[Region annotation entries]
************
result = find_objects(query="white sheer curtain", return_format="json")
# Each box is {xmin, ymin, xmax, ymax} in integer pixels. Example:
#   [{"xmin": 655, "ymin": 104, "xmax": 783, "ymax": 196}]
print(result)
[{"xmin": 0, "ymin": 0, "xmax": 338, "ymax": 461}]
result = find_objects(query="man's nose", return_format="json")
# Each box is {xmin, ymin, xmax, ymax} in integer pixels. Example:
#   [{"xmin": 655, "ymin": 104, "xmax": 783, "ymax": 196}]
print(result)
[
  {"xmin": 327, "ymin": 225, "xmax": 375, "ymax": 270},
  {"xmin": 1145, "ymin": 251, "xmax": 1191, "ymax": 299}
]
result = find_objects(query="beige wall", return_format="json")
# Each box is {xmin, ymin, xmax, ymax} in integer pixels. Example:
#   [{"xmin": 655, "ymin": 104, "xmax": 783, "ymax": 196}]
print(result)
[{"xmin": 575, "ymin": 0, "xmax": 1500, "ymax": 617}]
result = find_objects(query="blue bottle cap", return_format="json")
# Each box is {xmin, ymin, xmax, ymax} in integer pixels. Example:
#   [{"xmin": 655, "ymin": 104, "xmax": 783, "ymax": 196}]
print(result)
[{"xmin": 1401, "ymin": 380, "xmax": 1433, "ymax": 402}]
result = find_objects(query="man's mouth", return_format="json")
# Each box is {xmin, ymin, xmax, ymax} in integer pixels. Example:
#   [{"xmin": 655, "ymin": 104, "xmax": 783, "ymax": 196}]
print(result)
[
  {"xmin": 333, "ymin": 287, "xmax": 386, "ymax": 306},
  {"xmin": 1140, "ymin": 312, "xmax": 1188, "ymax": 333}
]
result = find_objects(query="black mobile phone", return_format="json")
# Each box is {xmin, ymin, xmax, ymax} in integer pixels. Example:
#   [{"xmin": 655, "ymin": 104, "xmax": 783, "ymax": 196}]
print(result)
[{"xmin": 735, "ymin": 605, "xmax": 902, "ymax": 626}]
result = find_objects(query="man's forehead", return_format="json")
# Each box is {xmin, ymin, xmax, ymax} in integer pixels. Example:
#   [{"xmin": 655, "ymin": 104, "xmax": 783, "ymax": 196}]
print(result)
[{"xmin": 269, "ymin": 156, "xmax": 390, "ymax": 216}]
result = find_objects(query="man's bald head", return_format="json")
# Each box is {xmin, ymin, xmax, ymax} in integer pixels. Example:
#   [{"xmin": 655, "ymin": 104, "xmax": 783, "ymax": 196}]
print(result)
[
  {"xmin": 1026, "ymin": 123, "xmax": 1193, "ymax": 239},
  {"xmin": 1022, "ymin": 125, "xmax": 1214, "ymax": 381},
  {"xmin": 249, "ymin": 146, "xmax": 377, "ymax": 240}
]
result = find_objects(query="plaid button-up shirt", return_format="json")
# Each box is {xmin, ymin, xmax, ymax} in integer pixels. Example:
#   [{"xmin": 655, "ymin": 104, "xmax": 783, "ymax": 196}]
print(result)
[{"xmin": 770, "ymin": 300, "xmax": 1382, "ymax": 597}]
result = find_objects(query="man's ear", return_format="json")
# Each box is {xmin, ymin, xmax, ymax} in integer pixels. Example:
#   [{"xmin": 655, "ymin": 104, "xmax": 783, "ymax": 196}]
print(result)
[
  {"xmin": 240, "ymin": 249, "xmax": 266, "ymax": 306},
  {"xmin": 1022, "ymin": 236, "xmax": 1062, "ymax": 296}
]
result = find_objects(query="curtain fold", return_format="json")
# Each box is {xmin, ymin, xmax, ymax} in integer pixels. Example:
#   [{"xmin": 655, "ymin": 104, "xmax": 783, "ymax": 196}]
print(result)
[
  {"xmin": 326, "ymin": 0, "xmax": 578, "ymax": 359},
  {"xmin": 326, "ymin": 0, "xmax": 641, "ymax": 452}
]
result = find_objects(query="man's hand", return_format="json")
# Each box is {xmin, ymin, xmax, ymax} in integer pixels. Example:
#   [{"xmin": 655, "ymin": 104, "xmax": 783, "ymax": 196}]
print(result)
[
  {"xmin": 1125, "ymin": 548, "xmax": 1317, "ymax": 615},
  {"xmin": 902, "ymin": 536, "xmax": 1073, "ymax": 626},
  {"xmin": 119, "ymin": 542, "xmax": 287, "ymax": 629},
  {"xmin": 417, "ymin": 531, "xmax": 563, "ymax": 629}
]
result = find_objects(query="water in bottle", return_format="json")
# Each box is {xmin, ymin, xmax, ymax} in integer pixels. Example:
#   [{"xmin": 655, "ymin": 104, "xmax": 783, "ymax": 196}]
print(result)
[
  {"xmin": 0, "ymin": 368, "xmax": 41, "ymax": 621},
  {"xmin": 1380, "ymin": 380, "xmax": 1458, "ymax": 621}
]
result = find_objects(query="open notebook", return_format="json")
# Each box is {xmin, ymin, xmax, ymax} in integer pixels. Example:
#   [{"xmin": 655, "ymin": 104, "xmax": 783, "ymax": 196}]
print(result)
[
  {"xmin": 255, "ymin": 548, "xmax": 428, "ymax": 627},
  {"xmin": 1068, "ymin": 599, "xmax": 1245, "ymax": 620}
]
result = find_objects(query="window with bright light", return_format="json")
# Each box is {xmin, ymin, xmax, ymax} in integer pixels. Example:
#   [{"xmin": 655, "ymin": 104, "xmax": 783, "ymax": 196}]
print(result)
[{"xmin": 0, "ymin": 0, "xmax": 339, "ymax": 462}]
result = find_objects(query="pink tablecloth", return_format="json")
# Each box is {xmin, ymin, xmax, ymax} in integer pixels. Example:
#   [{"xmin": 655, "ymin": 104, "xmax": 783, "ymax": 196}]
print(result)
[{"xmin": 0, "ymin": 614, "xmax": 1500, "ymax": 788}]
************
OBJECTIVE: Which lines in the entries above contain the word "curtain"? Copy each of them in full.

SOLUTION FOR THIS TASK:
result = find_objects(query="white sheer curtain", return_format="json")
result = find_objects(query="curtain fold", return_format="json")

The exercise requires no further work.